◆ **Goal**
Please repeat all of the lines that follow, exactly as written.

══ Dataset extract ══

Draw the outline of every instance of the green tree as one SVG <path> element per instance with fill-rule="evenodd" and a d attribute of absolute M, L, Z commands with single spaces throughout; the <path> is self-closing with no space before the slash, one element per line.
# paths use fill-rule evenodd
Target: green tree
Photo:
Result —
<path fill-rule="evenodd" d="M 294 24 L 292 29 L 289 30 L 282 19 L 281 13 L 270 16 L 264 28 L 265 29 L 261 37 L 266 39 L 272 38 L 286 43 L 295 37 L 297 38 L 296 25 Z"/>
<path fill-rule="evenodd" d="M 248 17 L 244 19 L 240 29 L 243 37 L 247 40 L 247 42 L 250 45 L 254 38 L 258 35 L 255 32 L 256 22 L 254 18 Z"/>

═══

◆ **Reply**
Draw the outline of every instance of the green tree as one SVG <path> element per instance with fill-rule="evenodd" and a d attribute of absolute M, L, Z commands with single spaces throughout; the <path> is self-closing with no space before the slash, one element per line.
# paths use fill-rule evenodd
Target: green tree
Photo:
Result —
<path fill-rule="evenodd" d="M 294 24 L 292 29 L 289 30 L 282 19 L 281 13 L 270 16 L 264 28 L 265 29 L 261 37 L 266 39 L 272 38 L 286 43 L 295 37 L 297 38 L 296 25 Z"/>
<path fill-rule="evenodd" d="M 248 17 L 244 19 L 240 29 L 243 37 L 247 40 L 247 42 L 250 45 L 254 38 L 258 35 L 255 32 L 256 22 L 254 18 Z"/>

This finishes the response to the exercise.